* [Written instruction] Return each line of the records below that contains the string "black". Matching is case-sensitive.

* [Input records]

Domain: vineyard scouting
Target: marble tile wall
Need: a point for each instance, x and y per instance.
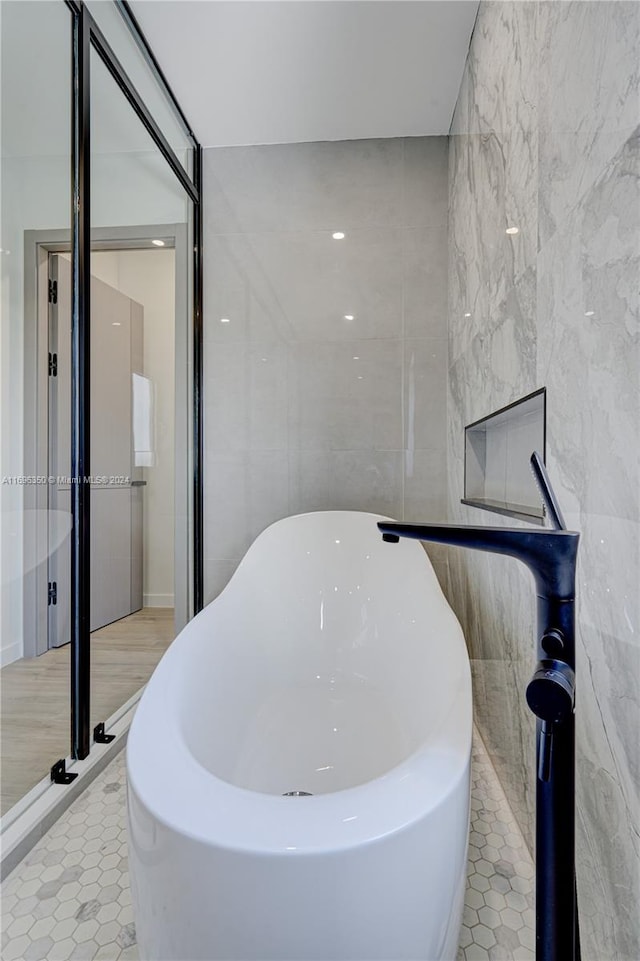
(546, 137)
(325, 360)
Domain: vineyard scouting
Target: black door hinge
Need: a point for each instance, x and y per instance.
(60, 775)
(100, 737)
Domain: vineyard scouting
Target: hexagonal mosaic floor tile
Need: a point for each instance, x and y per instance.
(69, 900)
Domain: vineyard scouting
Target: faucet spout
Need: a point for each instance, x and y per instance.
(549, 554)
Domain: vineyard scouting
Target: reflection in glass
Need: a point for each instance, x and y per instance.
(140, 299)
(130, 55)
(36, 523)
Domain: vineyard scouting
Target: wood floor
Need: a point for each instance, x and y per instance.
(34, 711)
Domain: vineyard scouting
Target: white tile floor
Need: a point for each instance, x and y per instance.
(70, 897)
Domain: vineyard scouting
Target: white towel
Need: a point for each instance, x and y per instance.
(144, 455)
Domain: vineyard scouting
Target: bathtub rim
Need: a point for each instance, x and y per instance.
(384, 805)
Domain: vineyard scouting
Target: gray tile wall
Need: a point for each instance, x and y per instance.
(305, 410)
(545, 137)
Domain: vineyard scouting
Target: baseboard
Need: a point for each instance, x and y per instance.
(158, 600)
(25, 824)
(10, 653)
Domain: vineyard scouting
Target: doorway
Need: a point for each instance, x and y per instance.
(139, 403)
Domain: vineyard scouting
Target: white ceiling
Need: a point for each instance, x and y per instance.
(286, 71)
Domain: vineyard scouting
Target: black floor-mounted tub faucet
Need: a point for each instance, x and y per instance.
(550, 555)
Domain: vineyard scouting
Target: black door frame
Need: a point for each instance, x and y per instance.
(86, 35)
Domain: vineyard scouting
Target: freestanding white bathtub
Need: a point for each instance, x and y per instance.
(330, 664)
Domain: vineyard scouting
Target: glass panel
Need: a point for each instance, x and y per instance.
(140, 325)
(128, 52)
(36, 522)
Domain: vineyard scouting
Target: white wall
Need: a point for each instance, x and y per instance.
(326, 389)
(148, 277)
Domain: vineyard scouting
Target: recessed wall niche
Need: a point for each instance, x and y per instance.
(498, 448)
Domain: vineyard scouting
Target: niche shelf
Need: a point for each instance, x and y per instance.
(497, 449)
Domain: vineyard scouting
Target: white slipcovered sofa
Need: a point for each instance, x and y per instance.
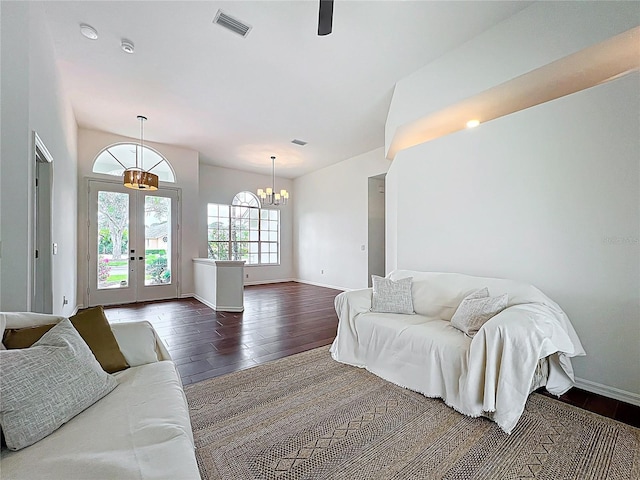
(527, 345)
(140, 430)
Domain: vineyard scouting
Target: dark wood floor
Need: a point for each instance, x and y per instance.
(279, 320)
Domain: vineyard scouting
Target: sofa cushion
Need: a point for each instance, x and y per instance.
(93, 327)
(46, 385)
(476, 309)
(391, 296)
(141, 430)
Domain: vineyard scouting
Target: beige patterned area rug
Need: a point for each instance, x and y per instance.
(309, 417)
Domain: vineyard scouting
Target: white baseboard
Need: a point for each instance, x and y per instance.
(325, 285)
(218, 308)
(265, 282)
(607, 391)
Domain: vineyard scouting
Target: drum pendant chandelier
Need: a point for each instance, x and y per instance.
(136, 177)
(269, 195)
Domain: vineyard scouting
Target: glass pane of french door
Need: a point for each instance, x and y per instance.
(113, 240)
(157, 240)
(132, 244)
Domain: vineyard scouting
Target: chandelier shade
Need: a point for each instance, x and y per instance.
(269, 195)
(136, 177)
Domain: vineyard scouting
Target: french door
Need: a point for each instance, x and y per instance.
(133, 244)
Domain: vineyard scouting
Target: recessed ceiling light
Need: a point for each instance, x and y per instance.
(88, 31)
(127, 46)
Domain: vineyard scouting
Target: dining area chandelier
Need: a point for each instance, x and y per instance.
(269, 195)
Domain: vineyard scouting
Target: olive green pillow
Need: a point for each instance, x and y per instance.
(93, 327)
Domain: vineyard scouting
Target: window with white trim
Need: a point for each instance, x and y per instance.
(243, 231)
(114, 159)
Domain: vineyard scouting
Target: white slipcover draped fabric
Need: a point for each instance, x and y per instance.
(489, 375)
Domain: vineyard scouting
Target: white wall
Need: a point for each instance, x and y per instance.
(551, 196)
(185, 165)
(32, 100)
(220, 185)
(534, 37)
(331, 221)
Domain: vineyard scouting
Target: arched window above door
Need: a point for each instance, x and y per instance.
(114, 159)
(246, 199)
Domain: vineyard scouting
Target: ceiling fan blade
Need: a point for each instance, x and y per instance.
(325, 17)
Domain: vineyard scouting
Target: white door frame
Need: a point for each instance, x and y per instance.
(176, 193)
(41, 291)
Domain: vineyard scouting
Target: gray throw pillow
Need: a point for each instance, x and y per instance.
(390, 296)
(476, 309)
(47, 384)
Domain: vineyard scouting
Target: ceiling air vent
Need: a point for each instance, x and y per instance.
(231, 23)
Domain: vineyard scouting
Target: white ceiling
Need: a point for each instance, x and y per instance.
(238, 100)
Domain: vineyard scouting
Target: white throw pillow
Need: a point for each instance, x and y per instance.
(476, 309)
(390, 296)
(47, 384)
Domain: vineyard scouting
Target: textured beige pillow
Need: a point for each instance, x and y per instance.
(390, 296)
(48, 384)
(93, 327)
(476, 309)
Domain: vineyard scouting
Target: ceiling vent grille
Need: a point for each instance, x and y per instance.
(230, 23)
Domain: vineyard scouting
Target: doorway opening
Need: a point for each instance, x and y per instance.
(376, 257)
(133, 244)
(41, 292)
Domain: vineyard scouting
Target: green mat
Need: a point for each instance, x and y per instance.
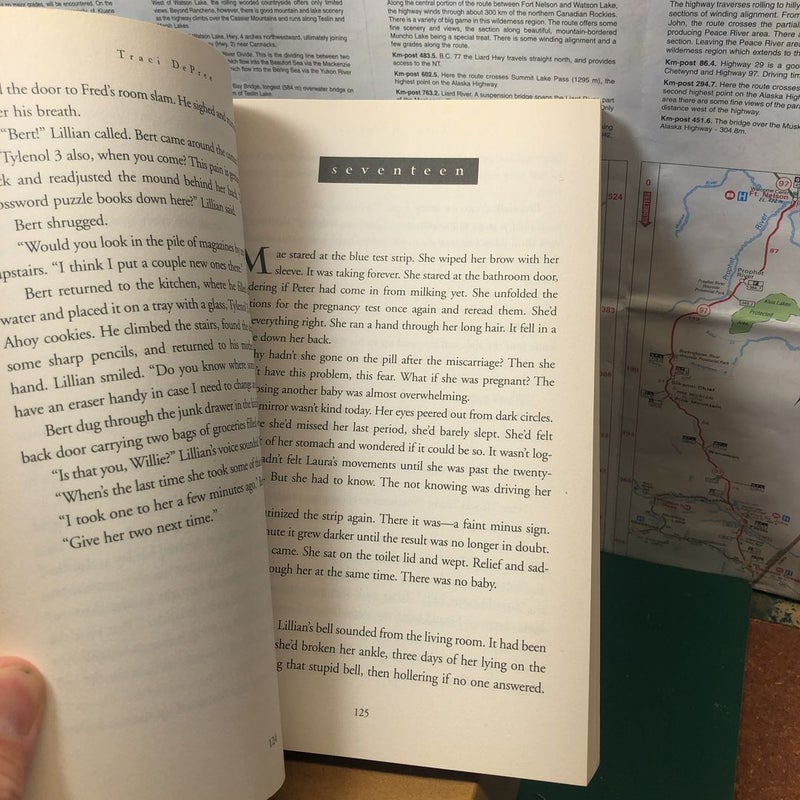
(672, 661)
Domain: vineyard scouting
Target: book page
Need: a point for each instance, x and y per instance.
(134, 568)
(423, 284)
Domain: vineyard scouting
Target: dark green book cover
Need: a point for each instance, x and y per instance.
(672, 664)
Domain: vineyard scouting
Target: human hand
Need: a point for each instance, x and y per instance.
(22, 698)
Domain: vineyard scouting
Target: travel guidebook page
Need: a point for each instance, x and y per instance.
(699, 300)
(365, 329)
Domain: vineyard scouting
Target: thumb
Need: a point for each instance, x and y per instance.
(22, 698)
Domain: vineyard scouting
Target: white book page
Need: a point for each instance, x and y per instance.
(426, 368)
(134, 571)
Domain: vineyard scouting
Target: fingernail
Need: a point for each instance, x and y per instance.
(21, 697)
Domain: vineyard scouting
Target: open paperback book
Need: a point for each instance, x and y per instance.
(298, 401)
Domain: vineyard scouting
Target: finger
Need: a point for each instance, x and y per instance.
(22, 698)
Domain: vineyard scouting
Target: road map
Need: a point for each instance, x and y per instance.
(711, 413)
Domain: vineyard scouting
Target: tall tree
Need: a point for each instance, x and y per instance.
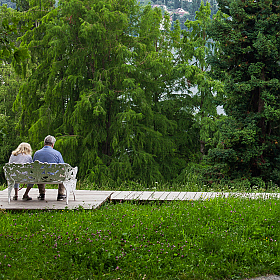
(205, 92)
(249, 65)
(100, 80)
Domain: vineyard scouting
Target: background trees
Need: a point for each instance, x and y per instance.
(132, 98)
(249, 65)
(101, 80)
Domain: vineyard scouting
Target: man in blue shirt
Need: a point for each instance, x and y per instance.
(50, 155)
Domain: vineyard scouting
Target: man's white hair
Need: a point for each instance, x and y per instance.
(49, 140)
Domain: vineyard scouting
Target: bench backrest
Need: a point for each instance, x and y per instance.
(38, 172)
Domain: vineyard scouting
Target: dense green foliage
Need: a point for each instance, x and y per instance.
(218, 239)
(249, 65)
(131, 97)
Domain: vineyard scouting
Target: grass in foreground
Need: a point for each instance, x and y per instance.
(217, 239)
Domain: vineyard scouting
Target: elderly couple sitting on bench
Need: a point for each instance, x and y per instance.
(46, 155)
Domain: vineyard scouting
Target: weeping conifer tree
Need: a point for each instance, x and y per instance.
(101, 72)
(249, 64)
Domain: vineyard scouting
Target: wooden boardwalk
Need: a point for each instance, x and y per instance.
(90, 199)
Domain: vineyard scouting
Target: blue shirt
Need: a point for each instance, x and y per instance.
(48, 154)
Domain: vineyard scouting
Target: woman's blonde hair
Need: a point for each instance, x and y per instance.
(23, 148)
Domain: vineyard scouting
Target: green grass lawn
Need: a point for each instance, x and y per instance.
(217, 239)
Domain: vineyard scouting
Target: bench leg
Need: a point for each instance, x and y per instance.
(10, 187)
(70, 186)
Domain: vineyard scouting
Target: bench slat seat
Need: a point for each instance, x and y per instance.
(41, 173)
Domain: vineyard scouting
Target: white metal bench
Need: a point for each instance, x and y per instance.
(41, 173)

* [Final answer]
Target: black door hinge
Target: black floor-mounted tub faucet
Target: black door frame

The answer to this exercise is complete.